▸ **WORKING DATA**
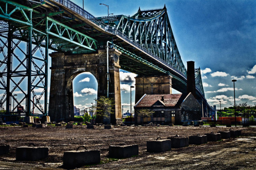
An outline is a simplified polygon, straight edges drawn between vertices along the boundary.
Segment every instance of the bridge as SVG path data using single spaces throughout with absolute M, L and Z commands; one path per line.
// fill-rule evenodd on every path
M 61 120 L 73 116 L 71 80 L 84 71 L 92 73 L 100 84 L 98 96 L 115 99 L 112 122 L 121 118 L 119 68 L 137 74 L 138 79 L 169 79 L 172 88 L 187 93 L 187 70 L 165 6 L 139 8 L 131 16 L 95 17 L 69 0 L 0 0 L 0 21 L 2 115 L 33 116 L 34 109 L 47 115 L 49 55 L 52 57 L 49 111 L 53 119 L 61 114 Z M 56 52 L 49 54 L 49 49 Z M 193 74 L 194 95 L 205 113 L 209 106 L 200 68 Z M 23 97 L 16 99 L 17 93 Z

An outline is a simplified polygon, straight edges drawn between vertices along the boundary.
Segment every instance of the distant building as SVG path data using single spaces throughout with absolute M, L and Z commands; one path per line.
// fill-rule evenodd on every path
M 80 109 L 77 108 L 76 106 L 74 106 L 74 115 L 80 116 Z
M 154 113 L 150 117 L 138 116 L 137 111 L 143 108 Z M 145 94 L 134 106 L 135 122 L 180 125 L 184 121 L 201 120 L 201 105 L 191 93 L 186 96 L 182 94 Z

--

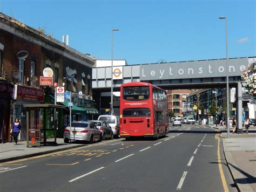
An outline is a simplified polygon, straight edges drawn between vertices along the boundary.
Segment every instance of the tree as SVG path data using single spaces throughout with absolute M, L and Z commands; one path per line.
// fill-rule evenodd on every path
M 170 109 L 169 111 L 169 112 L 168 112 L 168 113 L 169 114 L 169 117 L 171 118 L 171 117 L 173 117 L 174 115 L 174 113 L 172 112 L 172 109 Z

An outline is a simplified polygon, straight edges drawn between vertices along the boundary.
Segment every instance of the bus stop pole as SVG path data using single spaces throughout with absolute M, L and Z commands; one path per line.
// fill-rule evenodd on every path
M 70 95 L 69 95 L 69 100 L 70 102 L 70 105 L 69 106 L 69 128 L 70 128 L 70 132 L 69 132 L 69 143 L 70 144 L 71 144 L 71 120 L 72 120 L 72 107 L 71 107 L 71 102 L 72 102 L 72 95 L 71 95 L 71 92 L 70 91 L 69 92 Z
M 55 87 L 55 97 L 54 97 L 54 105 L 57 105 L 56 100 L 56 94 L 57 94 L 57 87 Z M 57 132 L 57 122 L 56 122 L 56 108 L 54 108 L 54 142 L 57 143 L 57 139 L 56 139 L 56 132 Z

* * *

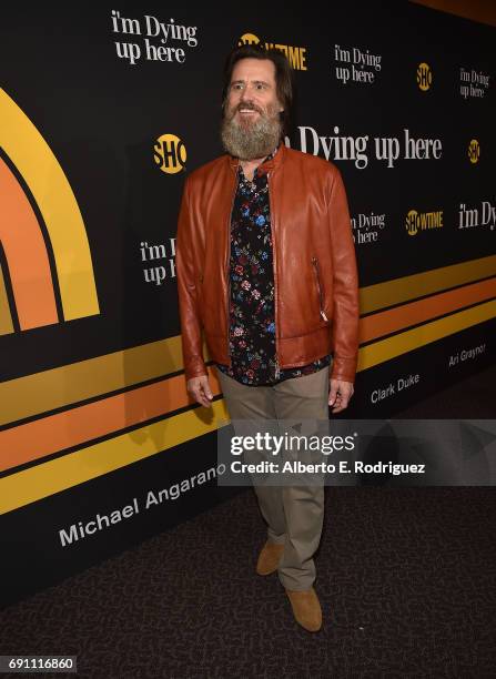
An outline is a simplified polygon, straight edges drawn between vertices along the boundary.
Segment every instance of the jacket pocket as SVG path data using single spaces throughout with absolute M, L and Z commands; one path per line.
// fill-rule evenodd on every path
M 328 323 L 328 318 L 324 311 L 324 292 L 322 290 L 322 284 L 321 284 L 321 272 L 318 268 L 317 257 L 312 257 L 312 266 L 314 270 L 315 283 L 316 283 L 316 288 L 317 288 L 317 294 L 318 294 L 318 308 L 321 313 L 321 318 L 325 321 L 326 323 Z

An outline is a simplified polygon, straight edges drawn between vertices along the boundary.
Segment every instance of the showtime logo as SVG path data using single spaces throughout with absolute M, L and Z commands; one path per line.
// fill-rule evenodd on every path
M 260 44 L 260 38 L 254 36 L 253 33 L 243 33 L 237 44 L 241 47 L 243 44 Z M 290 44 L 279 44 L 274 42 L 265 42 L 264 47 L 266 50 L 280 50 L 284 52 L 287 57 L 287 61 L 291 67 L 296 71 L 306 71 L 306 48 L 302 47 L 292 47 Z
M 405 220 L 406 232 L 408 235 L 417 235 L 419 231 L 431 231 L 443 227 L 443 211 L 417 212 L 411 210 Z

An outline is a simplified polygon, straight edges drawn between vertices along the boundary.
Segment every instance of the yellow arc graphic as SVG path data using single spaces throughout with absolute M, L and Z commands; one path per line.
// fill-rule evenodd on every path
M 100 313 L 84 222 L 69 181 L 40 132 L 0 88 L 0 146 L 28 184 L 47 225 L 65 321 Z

▸ **CHALLENGE**
Pick out each line in the records that contains the string "commands", and copy those lines in full.

▸ **TASK ANSWER**
Segment every instance of the bridge as SVG path data using single spaces throughout with absolute M, L and Z commands; one path per line.
Segment every instance of the distant building as SVG path data using single spaces throughout with absolute M, L and Z commands; one path per line.
Segment every instance of the tree as SVG path data using single spaces throughout with absolute M, L and Z commands; one path per line.
Segment every instance of the bus stop pole as SVG path data using single spaces throughout with absolute M, L and Z commands; one path per line.
Segment every instance of the jacket pocket as SVG path data using single spaces throughout with absolute M, L and Z commands; one path per line.
Segment every instance of the showtime logo as SVG path data using single spaces throughout with absolute M, L and Z commands; one path per line.
Segment every instance of the yellow arc graphic as SVG path data using single spaces throughout with absolute M, L and Z commands; one path per line.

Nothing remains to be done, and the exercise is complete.